- **Problem to work on**
Count the lines below that contain the word "paper" and reply with that number alone.
----- Recorded information
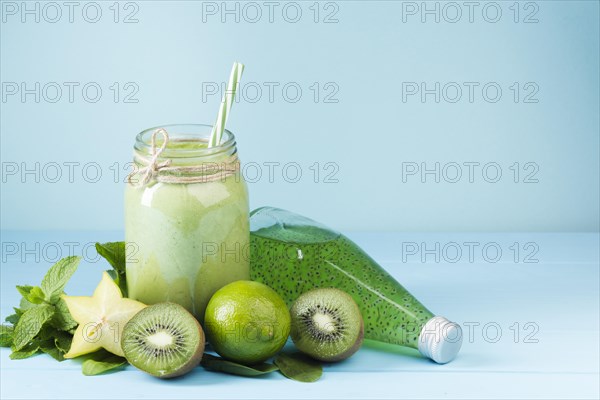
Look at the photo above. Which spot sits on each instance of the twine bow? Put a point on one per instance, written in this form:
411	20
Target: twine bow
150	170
----------
----- Recorded information
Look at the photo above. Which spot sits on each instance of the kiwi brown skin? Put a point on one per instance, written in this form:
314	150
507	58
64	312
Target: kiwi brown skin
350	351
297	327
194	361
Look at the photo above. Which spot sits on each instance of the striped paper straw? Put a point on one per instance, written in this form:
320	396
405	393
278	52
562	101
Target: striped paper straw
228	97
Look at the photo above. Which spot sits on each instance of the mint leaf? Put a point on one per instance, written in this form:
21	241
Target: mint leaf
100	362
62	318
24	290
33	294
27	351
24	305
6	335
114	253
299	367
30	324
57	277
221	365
----------
----- Recorded information
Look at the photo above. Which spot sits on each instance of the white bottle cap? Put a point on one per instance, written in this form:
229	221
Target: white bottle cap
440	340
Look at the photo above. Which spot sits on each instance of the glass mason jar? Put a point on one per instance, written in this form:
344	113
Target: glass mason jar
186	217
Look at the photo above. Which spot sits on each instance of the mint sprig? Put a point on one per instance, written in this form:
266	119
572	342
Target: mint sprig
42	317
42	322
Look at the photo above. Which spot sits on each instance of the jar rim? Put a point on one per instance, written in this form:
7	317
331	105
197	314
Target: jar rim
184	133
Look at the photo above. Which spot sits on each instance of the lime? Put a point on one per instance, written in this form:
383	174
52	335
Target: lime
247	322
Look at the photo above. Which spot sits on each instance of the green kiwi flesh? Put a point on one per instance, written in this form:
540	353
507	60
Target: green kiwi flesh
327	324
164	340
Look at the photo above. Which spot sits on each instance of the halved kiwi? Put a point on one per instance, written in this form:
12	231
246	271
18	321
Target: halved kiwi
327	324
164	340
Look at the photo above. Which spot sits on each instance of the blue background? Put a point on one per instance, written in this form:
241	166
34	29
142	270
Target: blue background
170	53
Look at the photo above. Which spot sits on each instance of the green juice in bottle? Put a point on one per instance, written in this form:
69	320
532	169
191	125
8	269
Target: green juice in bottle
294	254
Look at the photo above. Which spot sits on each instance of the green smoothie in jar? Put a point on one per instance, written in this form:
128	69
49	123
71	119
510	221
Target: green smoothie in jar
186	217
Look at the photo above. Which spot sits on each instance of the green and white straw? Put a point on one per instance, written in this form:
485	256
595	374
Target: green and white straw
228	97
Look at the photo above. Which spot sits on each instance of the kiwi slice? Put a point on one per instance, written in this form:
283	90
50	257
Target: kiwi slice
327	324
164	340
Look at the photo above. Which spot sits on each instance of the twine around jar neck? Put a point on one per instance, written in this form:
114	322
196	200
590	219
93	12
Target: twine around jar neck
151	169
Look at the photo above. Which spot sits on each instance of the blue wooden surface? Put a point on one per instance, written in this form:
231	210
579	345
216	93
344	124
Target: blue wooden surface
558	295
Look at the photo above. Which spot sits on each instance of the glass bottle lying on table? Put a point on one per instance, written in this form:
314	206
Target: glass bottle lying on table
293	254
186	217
----------
- **Output for this exercise**
2